» **DATASET EXCERPTS**:
=======

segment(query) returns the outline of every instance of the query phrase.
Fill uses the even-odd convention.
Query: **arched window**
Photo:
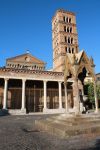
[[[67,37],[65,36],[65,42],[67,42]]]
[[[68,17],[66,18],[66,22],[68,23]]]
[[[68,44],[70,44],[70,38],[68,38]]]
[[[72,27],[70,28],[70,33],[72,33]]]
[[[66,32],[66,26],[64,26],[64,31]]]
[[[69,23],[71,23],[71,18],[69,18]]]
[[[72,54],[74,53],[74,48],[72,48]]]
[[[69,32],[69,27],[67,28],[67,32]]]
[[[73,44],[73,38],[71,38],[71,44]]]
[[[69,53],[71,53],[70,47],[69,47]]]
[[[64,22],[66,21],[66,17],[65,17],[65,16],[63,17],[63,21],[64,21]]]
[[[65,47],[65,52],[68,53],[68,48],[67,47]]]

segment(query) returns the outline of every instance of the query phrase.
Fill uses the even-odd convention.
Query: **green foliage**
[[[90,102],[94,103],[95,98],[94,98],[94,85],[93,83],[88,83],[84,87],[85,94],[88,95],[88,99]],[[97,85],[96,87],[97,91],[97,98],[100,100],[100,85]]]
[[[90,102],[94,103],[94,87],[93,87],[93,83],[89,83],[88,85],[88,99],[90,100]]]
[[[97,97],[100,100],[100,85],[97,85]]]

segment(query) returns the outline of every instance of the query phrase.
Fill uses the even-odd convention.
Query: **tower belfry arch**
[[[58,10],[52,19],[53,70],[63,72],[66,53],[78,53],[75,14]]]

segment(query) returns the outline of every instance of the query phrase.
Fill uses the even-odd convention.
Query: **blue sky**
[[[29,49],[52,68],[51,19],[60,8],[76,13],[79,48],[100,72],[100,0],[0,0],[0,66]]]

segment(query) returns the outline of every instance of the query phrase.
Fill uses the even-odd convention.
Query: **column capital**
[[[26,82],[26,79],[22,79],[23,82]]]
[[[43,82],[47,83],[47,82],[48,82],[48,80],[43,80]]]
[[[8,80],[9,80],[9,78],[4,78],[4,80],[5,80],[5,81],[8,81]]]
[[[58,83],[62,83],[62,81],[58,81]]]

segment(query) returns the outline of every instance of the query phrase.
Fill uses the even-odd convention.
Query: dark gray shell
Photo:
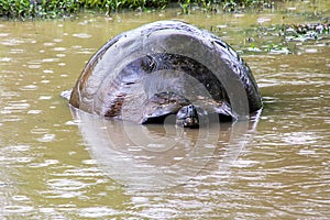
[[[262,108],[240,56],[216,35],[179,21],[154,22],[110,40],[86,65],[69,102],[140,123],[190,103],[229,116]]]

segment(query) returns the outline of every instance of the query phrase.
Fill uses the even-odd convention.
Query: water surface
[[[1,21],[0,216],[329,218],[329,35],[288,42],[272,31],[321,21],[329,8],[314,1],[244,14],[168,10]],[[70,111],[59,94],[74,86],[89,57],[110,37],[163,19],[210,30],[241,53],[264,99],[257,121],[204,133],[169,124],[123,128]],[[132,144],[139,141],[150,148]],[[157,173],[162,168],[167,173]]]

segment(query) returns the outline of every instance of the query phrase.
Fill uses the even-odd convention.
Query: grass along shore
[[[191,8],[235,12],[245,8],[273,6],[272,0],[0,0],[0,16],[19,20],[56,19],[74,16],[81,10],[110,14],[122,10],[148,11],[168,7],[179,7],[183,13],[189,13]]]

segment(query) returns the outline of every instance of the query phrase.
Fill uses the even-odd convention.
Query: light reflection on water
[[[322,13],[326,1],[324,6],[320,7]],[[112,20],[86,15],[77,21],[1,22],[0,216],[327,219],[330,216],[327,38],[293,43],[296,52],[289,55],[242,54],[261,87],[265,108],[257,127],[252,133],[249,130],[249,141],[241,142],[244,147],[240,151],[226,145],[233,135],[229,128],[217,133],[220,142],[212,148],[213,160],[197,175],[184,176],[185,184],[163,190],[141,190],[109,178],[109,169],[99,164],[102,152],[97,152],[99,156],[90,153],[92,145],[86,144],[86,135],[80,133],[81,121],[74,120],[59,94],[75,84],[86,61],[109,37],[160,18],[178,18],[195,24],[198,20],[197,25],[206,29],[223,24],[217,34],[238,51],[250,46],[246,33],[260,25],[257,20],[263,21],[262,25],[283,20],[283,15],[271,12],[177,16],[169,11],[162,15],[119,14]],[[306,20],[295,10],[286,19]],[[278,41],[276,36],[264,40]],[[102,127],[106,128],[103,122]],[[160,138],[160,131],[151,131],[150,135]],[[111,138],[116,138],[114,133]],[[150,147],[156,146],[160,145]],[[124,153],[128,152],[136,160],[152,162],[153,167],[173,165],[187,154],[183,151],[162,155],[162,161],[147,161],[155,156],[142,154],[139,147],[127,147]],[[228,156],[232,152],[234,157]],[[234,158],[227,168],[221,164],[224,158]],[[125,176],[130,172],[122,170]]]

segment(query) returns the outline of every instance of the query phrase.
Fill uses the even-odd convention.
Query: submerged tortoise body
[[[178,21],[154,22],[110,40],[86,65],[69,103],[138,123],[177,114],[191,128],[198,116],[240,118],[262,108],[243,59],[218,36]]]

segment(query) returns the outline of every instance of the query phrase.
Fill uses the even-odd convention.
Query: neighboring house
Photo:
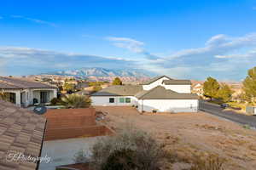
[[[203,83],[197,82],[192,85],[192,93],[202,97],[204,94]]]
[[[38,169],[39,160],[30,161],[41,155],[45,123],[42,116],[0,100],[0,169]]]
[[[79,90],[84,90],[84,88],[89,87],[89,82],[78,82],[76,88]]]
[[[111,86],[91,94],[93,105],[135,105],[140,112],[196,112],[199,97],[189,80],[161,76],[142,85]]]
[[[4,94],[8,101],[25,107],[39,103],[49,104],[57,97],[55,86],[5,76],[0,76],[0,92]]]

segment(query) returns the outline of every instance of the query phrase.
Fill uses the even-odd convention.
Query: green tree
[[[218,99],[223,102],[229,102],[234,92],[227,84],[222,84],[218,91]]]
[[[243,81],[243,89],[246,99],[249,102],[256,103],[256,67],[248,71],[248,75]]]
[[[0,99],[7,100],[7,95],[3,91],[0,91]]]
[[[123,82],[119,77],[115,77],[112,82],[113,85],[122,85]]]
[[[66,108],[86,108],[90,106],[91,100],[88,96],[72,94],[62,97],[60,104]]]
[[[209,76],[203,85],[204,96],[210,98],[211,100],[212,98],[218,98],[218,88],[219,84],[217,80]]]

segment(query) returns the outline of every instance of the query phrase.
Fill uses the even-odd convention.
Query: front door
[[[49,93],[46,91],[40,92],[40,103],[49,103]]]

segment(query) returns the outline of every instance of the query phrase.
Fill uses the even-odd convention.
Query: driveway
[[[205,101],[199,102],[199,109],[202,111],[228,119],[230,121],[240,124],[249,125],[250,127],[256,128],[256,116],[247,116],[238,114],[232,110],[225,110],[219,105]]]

=======

» **TASK PROMPT**: Rewrite the listing above with "outline" replaced by "contour" everywhere and nothing else changed. Leave the pictures out.

» **PROBLEM SOLUTION**:
segment(query) returns the contour of every instance of the query phrase.
Fill uses the even-odd convention.
Query: **arched window**
Photo:
[[[67,37],[65,36],[65,42],[67,42]]]
[[[68,17],[66,18],[66,22],[68,23]]]
[[[68,44],[70,44],[70,38],[68,38]]]
[[[72,27],[70,28],[70,33],[72,33]]]
[[[66,32],[66,26],[64,26],[64,31]]]
[[[69,23],[71,23],[71,18],[69,18]]]
[[[72,54],[74,53],[74,48],[72,48]]]
[[[69,32],[69,27],[67,28],[67,32]]]
[[[73,44],[73,38],[71,38],[71,44]]]
[[[69,53],[71,53],[70,47],[69,47]]]
[[[64,22],[66,21],[66,17],[65,17],[65,16],[63,17],[63,21],[64,21]]]
[[[65,47],[65,52],[68,53],[68,48],[67,47]]]

segment(query) returns the contour of every instance of the query phrase.
Fill uses the even-odd convention.
Query: **green foliage**
[[[90,102],[94,103],[95,98],[94,98],[94,85],[93,83],[88,83],[84,87],[85,94],[88,95],[88,99]],[[97,85],[96,87],[97,91],[97,98],[100,100],[100,85]]]
[[[90,102],[94,103],[94,87],[93,87],[93,83],[89,83],[88,85],[88,99],[90,100]]]
[[[97,97],[100,100],[100,85],[97,85]]]

segment(query) returns the contour of every instance of the query phrase.
Fill uses the even-odd convention.
Query: **tower belfry arch**
[[[58,10],[52,19],[53,70],[63,72],[66,53],[78,53],[75,14]]]

segment(query) returns the contour of every instance of the query phrase.
Fill uses the even-odd convention.
Query: **blue sky**
[[[29,49],[52,68],[51,19],[60,8],[76,13],[79,48],[100,72],[100,0],[0,0],[0,66]]]

segment(query) returns the contour of every instance of the query phrase.
Fill uses the even-odd convention.
Query: **column capital**
[[[26,82],[26,79],[22,79],[23,82]]]
[[[43,82],[47,83],[47,82],[48,82],[48,80],[43,80]]]
[[[8,80],[9,80],[9,78],[4,78],[4,80],[5,80],[5,81],[8,81]]]
[[[58,83],[62,83],[62,81],[58,81]]]

segment(query) returns the contour of every instance of the query phrase.
Fill uses the even-odd convention.
Query: dark gray shell
Photo:
[[[262,108],[240,56],[216,35],[179,21],[154,22],[110,40],[86,65],[69,102],[140,123],[190,103],[229,116]]]

segment(query) returns the contour of every instance of the query phrase.
Fill uses the even-odd convention.
Query: water surface
[[[1,21],[0,216],[329,218],[329,35],[288,42],[272,31],[321,21],[329,8],[314,1],[244,14],[168,10]],[[70,111],[59,94],[74,86],[89,57],[110,37],[163,19],[210,30],[241,53],[264,99],[257,121],[204,133],[169,124],[123,128]],[[132,144],[139,141],[150,148]],[[157,173],[162,168],[167,173]]]

segment(query) returns the contour of every instance of the query phrase.
Fill uses the even-odd convention.
Query: grass along shore
[[[191,8],[235,12],[245,8],[273,6],[272,0],[0,0],[0,16],[19,20],[56,19],[74,16],[81,10],[110,14],[122,10],[148,11],[168,7],[179,7],[183,13],[189,13]]]

segment(query) returns the contour of every instance of the query phrase.
Fill uses the even-odd convention.
Query: light reflection on water
[[[322,13],[326,1],[324,6],[320,7]],[[112,20],[86,15],[77,21],[1,22],[0,216],[327,219],[330,216],[327,38],[293,43],[296,52],[289,55],[242,54],[261,87],[265,108],[257,127],[252,133],[249,130],[249,141],[241,142],[244,147],[240,151],[226,145],[233,135],[229,128],[217,133],[220,142],[212,148],[213,160],[197,175],[184,176],[185,184],[163,190],[141,190],[109,178],[109,169],[99,164],[102,152],[97,152],[99,156],[90,153],[92,145],[86,144],[86,135],[80,133],[81,121],[74,120],[59,94],[75,84],[86,61],[109,37],[160,18],[178,18],[195,24],[198,20],[197,25],[206,29],[223,24],[217,34],[238,51],[250,46],[246,33],[260,25],[257,20],[263,21],[262,25],[283,20],[283,15],[271,12],[177,16],[169,11],[162,15],[119,14]],[[306,20],[295,10],[286,19]],[[278,41],[276,36],[264,40]],[[102,127],[106,128],[103,122]],[[160,138],[160,131],[151,131],[150,135]],[[111,138],[116,138],[114,133]],[[150,147],[156,146],[160,145]],[[124,153],[128,152],[136,160],[152,162],[153,167],[173,165],[187,154],[183,151],[162,155],[162,161],[147,161],[155,156],[142,154],[139,147],[127,147]],[[228,156],[232,152],[234,157]],[[234,158],[227,168],[221,164],[224,158]],[[125,176],[130,172],[122,170]]]

segment(query) returns the contour of every instance of the query phrase.
Fill uses the even-odd convention.
Query: submerged tortoise body
[[[178,21],[154,22],[110,40],[86,65],[69,103],[138,123],[177,114],[191,128],[198,116],[240,118],[262,108],[243,59],[218,36]]]

segment(query) returns the contour of every instance of the query phrase.
Fill uses the even-odd convention.
Query: neighboring house
Photo:
[[[203,83],[197,82],[192,85],[192,93],[202,97],[204,94]]]
[[[38,169],[39,160],[30,161],[41,155],[45,123],[42,116],[0,100],[0,169]]]
[[[79,90],[84,90],[84,88],[89,87],[89,82],[78,82],[76,88]]]
[[[111,86],[91,94],[93,105],[135,105],[140,112],[196,112],[199,97],[189,80],[161,76],[142,85]]]
[[[4,94],[8,101],[25,107],[39,103],[49,104],[57,97],[55,86],[5,76],[0,76],[0,92]]]

segment(query) returns the contour of every instance of the query phrase.
Fill uses the even-odd convention.
Query: green tree
[[[218,99],[223,102],[229,102],[234,92],[227,84],[222,84],[218,91]]]
[[[243,81],[243,89],[246,99],[249,102],[256,103],[256,67],[248,71],[248,75]]]
[[[0,99],[7,100],[7,95],[3,91],[0,91]]]
[[[123,82],[119,77],[115,77],[112,82],[113,85],[122,85]]]
[[[66,108],[86,108],[90,106],[91,100],[88,96],[72,94],[62,97],[60,104]]]
[[[209,76],[203,85],[204,96],[210,98],[211,100],[212,98],[218,98],[218,88],[219,84],[217,80]]]

segment(query) returns the contour of every instance of the query phrase.
Fill uses the even-odd convention.
Query: front door
[[[49,93],[46,91],[40,92],[40,103],[49,103]]]

segment(query) returns the contour of every instance of the query phrase.
Fill uses the even-odd convention.
Query: driveway
[[[205,101],[199,102],[199,109],[202,111],[228,119],[230,121],[240,124],[249,125],[250,127],[256,128],[256,116],[247,116],[238,114],[232,110],[225,110],[219,105]]]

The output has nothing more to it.